Instructions for the task
Rewrite everything in the mystery car passage from "On the face" down to "from an MG...", changing "Middlesex" to "Surrey".

Passage provided

* * * * * * * * *

The global magazine and marketplace for classic car enthusiasts, by enthusiasts.
The global magazine and marketplace for classic car enthusiasts, by enthusiasts.
On the face of it, this Monday's mystery car presents no particular challenge. Clearly, we are looking at a two-seater "Flatnose" Morris Oxford or Cowley, models which sold by the thousand between 1926 and 1930, looking very much at home on a characteristically leafy interwar suburban road, probably in Middlesex if the "MP" registration is anything to go by. There's something about the car which is most un-Morris-like, however. Whoever saw a Flatnose with racy polished aluminium disc wheels? Wheels which look, in fact, suspiciously like they have come from an MG...

* * * * * * * * *

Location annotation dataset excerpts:
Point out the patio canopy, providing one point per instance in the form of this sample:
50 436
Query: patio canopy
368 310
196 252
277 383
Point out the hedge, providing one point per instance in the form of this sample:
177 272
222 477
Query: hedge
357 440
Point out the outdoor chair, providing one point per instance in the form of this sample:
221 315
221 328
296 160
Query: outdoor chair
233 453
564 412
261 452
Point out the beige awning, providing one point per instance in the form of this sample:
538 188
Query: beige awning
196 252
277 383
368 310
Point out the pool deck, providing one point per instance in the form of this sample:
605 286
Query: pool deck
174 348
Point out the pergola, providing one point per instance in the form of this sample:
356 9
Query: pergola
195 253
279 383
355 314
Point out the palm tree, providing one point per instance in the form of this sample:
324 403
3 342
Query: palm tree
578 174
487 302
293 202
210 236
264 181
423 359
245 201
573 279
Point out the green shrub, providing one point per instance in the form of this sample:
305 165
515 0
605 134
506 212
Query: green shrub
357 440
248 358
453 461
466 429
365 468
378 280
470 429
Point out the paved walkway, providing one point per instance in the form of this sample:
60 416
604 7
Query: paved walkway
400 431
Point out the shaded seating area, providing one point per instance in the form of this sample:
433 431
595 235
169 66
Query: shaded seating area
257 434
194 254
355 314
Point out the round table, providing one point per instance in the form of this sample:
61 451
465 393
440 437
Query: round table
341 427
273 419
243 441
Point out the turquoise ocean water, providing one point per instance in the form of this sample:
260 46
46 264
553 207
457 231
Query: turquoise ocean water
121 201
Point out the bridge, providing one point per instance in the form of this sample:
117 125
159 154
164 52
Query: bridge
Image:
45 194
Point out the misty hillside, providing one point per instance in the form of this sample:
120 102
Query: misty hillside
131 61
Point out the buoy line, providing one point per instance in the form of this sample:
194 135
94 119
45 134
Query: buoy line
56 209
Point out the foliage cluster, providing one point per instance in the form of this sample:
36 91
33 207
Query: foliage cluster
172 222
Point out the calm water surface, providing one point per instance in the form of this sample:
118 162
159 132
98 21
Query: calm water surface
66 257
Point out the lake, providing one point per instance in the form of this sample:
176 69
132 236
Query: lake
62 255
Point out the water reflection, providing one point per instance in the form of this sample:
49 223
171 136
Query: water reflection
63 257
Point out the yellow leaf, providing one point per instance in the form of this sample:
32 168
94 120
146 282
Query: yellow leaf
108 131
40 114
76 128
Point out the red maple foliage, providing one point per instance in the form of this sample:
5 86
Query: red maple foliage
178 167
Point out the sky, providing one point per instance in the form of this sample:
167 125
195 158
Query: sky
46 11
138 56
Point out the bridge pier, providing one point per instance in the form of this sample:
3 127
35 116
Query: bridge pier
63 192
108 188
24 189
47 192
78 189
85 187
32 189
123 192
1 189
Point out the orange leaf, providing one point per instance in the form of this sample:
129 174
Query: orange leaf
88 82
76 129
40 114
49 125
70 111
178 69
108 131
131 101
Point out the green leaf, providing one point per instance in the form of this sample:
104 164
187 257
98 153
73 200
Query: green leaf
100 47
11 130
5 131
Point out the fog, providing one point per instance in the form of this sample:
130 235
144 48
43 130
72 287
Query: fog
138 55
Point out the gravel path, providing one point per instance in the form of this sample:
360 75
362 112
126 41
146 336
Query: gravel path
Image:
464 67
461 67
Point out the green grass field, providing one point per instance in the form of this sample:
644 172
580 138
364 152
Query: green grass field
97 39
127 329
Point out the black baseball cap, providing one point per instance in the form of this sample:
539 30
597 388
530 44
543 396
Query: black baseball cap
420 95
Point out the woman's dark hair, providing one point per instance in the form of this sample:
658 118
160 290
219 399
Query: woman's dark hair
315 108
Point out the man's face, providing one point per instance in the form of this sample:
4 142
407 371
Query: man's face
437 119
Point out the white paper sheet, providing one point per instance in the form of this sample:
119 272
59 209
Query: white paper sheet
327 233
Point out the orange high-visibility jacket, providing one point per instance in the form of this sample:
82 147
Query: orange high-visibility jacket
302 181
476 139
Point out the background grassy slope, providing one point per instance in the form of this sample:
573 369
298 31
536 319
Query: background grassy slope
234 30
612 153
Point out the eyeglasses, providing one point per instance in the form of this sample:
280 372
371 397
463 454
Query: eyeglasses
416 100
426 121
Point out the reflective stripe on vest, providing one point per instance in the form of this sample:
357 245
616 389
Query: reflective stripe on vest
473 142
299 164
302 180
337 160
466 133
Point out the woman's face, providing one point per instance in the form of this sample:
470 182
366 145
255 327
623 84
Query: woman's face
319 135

* * * * * * * * *

Answer below
On the face of it, this Monday's mystery car presents no particular challenge. Clearly, we are looking at a two-seater "Flatnose" Morris Oxford or Cowley, models which sold by the thousand between 1926 and 1930, looking very much at home on a characteristically leafy interwar suburban road, probably in Surrey if the "MP" registration is anything to go by. There's something about the car which is most un-Morris-like, however. Whoever saw a Flatnose with racy polished aluminium disc wheels? Wheels which look, in fact, suspiciously like they have come from an MG...